Nous avons vécu, le 17 octobre dernier, en la Basilique Saint-Donatien, l’entrée dans la phase diocésaine préparatoire au Synode des Évêques. La synthèse diocésaine de cette consultation est attendue à la fin du mois de février prochain. Voilà un délai bien court me direz-vous et pourtant, je suis habité d’une grande espérance.
Ma première raison d’espérer réside dans le fait qu’avec ce synode des évêques, le Pape va à l’essentiel. Il nous oblige à penser l’Église non pas comme une fin en soi, qu’il faudrait préserver de tout changement, mais comme le moyen par lequel Dieu veut témoigner de son Évangile de Salut au monde ! Résonnent ici les premières lignes de la constitution sur l’Église du Concile Vatican II : « L’Église étant, dans le Christ, en quelque sorte le sacrement, c’est-à-dire à la fois le signe et le moyen de l’union intime avec Dieu et de l’unité de tout le genre humain ». Et si elle est ce signe et ce moyen que Dieu se donne pour s’unir aux hommes, alors elle est réformable (« ecclesia semper reformanda ! »). Elle doit sans cesse se mettre à l’écoute des appels du monde pour discerner avec tous ses membres, dans le souffle de l’Esprit, les chemins à emprunter pour lui annoncer d’une manière renouvelée les merveilles de Dieu.
Se mettre en route, marcher ensemble, en grec « sun-odos », c’est l’étymologie du mot « Synode ». L’Église n’est pas une institution froide, figée, rigide et verticale, mais un peuple en marche, un peuple de pèlerins qui chemine au cœur de l’histoire humaine afin d’y faire résonner la belle musique de l’Évangile et lui indiquer le soleil du Ressuscité comme terme de sa route.
Faire cette expérience synodale, c’est revenir à cet essentiel de notre vie en Église qui consiste d’abord à laisser la parole advenir, à l’accueillir et à discerner ce que l’Esprit nous dit à travers elle. Je vous encourage à vivre cette expérience bien-au-delà des cercles habituels de vos paroisses, services, mouvements d’Église et établissements catholiques d’enseignement. Ne soyez pas seulement la voix des « sans-voix », mais permettez aux « sans voix » de donner de la voix… Partez à la rencontre de ceux vers qui vous n’auriez jamais pensé aller, afin de partager la stupéfaction de Pierre et de ses compagnons qui découvrent que même sur les « païens » l’Esprit a été répandu.

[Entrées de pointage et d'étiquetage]
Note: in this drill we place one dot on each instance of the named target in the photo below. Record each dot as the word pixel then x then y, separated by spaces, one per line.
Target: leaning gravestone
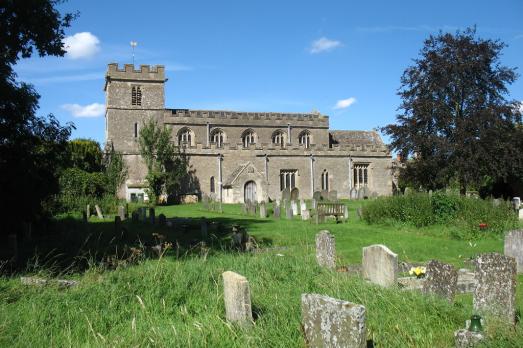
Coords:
pixel 121 212
pixel 495 292
pixel 328 322
pixel 326 249
pixel 380 265
pixel 263 210
pixel 277 211
pixel 99 212
pixel 237 296
pixel 305 215
pixel 442 280
pixel 514 247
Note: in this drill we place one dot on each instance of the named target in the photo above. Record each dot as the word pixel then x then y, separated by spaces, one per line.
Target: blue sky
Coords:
pixel 342 58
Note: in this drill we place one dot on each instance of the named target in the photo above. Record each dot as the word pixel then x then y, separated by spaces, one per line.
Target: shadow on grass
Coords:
pixel 70 245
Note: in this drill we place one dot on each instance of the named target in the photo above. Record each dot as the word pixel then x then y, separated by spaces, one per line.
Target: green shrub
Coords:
pixel 421 209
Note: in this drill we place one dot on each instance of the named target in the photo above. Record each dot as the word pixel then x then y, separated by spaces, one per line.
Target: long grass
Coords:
pixel 177 300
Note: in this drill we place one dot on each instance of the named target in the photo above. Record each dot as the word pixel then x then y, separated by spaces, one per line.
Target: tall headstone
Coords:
pixel 294 207
pixel 152 216
pixel 442 280
pixel 277 211
pixel 329 322
pixel 495 292
pixel 305 215
pixel 514 247
pixel 121 212
pixel 380 265
pixel 237 296
pixel 99 211
pixel 263 210
pixel 326 249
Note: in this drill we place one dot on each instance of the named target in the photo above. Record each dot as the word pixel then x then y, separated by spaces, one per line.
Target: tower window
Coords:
pixel 361 174
pixel 136 95
pixel 305 139
pixel 325 180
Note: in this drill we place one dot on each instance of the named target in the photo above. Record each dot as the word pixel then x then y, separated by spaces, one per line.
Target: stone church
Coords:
pixel 239 156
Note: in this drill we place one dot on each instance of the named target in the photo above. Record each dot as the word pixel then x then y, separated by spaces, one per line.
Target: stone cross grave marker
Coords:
pixel 442 280
pixel 263 210
pixel 495 292
pixel 514 247
pixel 237 296
pixel 305 215
pixel 380 265
pixel 98 212
pixel 326 249
pixel 329 322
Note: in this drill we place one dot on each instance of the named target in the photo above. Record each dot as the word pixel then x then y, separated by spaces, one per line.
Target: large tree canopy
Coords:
pixel 456 122
pixel 31 147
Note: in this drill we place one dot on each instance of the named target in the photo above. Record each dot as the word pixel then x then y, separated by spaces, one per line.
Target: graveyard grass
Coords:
pixel 178 301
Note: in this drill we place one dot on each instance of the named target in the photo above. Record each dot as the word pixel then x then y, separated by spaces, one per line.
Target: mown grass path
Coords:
pixel 177 302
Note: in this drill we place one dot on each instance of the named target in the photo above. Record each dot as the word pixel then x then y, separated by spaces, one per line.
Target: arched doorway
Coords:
pixel 249 192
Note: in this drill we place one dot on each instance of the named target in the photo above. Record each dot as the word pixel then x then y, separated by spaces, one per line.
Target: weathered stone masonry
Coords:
pixel 242 155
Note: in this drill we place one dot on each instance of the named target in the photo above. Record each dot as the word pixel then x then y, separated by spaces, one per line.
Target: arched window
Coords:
pixel 212 188
pixel 325 180
pixel 218 137
pixel 279 138
pixel 136 95
pixel 185 137
pixel 248 138
pixel 305 139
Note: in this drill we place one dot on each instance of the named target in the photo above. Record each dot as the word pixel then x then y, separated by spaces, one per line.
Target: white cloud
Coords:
pixel 345 103
pixel 81 45
pixel 90 110
pixel 323 45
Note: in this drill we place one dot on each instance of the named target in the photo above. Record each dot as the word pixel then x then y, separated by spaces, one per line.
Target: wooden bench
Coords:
pixel 329 209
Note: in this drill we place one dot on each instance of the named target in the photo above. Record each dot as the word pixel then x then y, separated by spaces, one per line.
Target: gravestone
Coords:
pixel 121 212
pixel 117 225
pixel 495 292
pixel 237 296
pixel 380 265
pixel 441 280
pixel 162 221
pixel 294 207
pixel 325 249
pixel 286 194
pixel 263 210
pixel 514 247
pixel 305 215
pixel 516 203
pixel 204 229
pixel 98 212
pixel 288 211
pixel 277 211
pixel 152 216
pixel 328 322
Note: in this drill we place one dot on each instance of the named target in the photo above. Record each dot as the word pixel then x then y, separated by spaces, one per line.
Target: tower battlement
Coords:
pixel 153 73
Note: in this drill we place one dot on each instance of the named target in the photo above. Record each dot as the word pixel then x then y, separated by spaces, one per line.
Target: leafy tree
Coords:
pixel 31 147
pixel 165 164
pixel 85 154
pixel 456 121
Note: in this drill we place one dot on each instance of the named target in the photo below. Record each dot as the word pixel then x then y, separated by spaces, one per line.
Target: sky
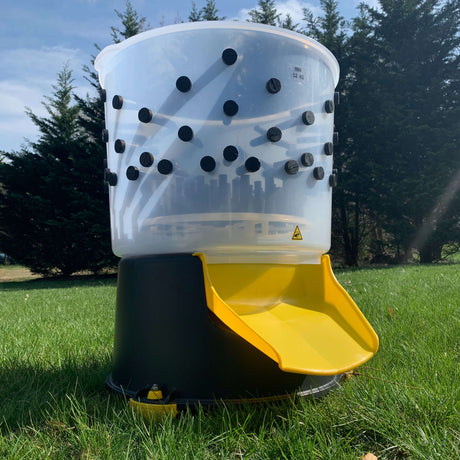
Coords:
pixel 39 37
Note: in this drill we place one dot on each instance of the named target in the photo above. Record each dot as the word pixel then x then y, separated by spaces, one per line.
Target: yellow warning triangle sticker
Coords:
pixel 297 235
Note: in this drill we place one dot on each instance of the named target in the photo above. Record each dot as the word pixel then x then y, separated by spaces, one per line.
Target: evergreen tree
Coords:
pixel 131 22
pixel 350 223
pixel 44 204
pixel 265 13
pixel 209 12
pixel 195 15
pixel 288 23
pixel 91 118
pixel 408 121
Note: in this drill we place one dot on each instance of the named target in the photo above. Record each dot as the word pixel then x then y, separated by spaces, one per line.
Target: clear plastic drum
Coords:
pixel 220 140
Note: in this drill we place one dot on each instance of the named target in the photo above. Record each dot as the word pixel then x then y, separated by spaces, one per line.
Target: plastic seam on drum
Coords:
pixel 206 25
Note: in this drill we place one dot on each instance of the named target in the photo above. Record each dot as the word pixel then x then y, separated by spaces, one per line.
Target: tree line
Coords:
pixel 398 159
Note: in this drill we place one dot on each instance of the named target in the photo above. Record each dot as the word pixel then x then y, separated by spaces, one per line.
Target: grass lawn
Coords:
pixel 55 352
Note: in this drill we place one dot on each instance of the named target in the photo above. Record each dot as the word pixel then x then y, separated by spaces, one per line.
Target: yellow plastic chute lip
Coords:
pixel 308 326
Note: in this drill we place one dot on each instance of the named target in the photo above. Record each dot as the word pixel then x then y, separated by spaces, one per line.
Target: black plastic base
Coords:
pixel 165 335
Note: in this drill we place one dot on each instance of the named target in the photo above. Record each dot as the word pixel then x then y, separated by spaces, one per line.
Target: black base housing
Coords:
pixel 165 335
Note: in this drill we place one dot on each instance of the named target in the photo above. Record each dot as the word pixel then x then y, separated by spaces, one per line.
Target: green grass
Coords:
pixel 55 352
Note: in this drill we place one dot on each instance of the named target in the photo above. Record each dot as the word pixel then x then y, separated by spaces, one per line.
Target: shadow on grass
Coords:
pixel 60 283
pixel 32 395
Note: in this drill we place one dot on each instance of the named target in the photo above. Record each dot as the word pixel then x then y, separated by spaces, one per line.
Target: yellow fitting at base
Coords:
pixel 154 409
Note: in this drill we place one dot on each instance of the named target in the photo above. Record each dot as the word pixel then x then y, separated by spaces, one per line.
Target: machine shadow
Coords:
pixel 36 396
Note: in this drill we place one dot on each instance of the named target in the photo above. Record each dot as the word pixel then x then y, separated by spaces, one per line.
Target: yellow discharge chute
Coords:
pixel 298 315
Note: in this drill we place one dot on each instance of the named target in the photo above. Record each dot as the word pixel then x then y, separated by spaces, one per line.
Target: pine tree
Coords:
pixel 131 22
pixel 195 15
pixel 44 219
pixel 265 13
pixel 209 12
pixel 412 97
pixel 288 23
pixel 91 117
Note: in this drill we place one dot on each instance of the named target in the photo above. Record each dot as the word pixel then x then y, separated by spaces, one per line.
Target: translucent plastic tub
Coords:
pixel 219 140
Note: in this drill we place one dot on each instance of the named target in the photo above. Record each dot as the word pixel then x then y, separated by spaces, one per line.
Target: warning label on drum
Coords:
pixel 297 235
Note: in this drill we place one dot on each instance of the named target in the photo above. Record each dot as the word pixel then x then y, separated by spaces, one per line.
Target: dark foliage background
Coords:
pixel 398 197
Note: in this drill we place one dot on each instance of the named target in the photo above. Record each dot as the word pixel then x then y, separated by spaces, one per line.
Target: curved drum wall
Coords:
pixel 219 140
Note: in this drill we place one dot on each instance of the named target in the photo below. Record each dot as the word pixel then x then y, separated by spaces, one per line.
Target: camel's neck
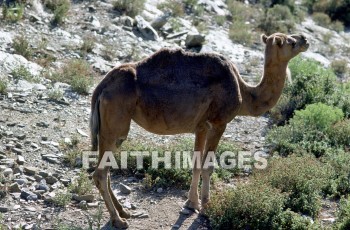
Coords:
pixel 257 100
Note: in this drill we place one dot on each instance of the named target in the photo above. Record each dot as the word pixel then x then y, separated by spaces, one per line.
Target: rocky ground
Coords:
pixel 33 128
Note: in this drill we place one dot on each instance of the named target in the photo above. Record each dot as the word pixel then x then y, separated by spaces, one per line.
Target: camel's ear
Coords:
pixel 263 38
pixel 277 41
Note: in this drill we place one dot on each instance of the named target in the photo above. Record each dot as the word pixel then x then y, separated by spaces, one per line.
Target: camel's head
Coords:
pixel 282 47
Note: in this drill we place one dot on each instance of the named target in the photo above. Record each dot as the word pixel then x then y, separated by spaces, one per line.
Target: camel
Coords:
pixel 173 92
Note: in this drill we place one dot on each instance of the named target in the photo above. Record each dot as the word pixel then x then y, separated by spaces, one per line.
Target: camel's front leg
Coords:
pixel 122 212
pixel 100 177
pixel 212 142
pixel 192 201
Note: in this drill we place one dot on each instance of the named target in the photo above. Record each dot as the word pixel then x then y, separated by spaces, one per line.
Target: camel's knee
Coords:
pixel 99 176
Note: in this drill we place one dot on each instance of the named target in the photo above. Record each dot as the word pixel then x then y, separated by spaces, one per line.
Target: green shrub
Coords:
pixel 249 206
pixel 278 18
pixel 240 32
pixel 3 86
pixel 129 7
pixel 22 72
pixel 302 178
pixel 340 133
pixel 14 12
pixel 340 67
pixel 82 185
pixel 339 160
pixel 59 8
pixel 312 83
pixel 306 131
pixel 343 221
pixel 77 73
pixel 322 19
pixel 289 220
pixel 22 47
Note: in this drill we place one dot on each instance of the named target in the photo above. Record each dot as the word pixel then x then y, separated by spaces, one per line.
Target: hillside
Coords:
pixel 54 52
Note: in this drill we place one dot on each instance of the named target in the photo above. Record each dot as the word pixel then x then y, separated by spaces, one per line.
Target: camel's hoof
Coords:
pixel 120 223
pixel 125 214
pixel 194 206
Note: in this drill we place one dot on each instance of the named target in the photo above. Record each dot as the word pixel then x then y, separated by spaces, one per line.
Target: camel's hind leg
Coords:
pixel 115 118
pixel 192 201
pixel 213 138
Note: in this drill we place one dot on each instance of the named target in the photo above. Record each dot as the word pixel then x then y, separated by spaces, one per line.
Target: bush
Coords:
pixel 289 220
pixel 14 12
pixel 312 83
pixel 3 86
pixel 249 206
pixel 77 73
pixel 129 7
pixel 22 72
pixel 302 178
pixel 343 221
pixel 240 32
pixel 339 160
pixel 22 47
pixel 340 133
pixel 340 67
pixel 306 131
pixel 278 18
pixel 59 8
pixel 322 19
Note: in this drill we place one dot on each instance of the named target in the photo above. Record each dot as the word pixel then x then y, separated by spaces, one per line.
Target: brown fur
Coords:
pixel 174 92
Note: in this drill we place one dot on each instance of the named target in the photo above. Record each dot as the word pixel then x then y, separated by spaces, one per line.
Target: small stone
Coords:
pixel 31 171
pixel 51 179
pixel 124 188
pixel 4 209
pixel 20 160
pixel 83 204
pixel 29 196
pixel 87 197
pixel 7 172
pixel 14 187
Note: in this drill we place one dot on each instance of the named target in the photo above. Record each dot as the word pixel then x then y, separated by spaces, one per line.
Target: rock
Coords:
pixel 4 209
pixel 42 186
pixel 127 21
pixel 20 160
pixel 87 197
pixel 185 211
pixel 7 172
pixel 124 188
pixel 31 171
pixel 193 40
pixel 21 181
pixel 146 29
pixel 51 179
pixel 83 204
pixel 14 187
pixel 27 195
pixel 159 22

■ **OBJECTIF**
Poursuivez le texte sur le synode à partir de sa dernière phrase.

■ **RÉPONSE**
« Marcher ensemble », guidés par l’Esprit-Saint et se mettre à l’écoute les uns des autres, mais pour parler de quoi ?
Là est ma deuxième raison d’espérer. Pour parler de l’essentiel, du seul sujet qui doit nous occuper : l’annonce de l’Évangile. Le document préparatoire du synode nous interpelle : «Puisque nous sommes tous des disciples-missionnaires, de quelle manière chaque baptisé est-il convoqué à être acteur de la mission ? » comment se vit la complémentarité des diverses vocations pour l’annonce de l’Évangile ? Quelle est la qualité de notre présence au monde ? Comment encourageons-nous l’engagement des baptisés dans la construction d’une société plus juste et plus fraternelle ?
Parler de l’évangélisation, c’est parler de la manière dont, entre nous, nous vivons en « amis dans le Seigneur » pour reprendre cette belle expression d’Ignace de Loyola, « car – nous dit Jésus – c’est à l’amour que vous aurez les uns pour les autres que l’on reconnaitra que vous êtes mes disciples ». Quels sont les lieux et les modalités de dialogue dans nos communautés ? Comment sont gérées les divergences de point de vue, les conflits et difficultés ? Comment est vécue la collaboration entre paroisses, services diocésains, mouvements d’apostolat des fidèles, établissements catholiques d’enseignement ? Comment favorisons-nous la participation de tous aux décisions ? Ces mois d’échange doivent être l’occasion d’évaluer nos structures délibératives, de regarder aussi comment les acteurs de la mission exercent leur responsabilité.
Ma troisième raison d’espérer : cette phase préparatoire du Synode vient déchirer le ciel de notre Église obscurci par les noirs nuages des révélations du rapport de la CIASE qui, dans l’ampleur du nombre d’enfants et de jeunes abusés et des manquements coupables des responsables de notre institution, ont provoqué humiliation, honte et colère, parce que c’est la Bonne Nouvelle de l’Évangile et l’Église, corps du Christ en ce monde, à travers chacun de ses membres, qui ont été trahis et salis.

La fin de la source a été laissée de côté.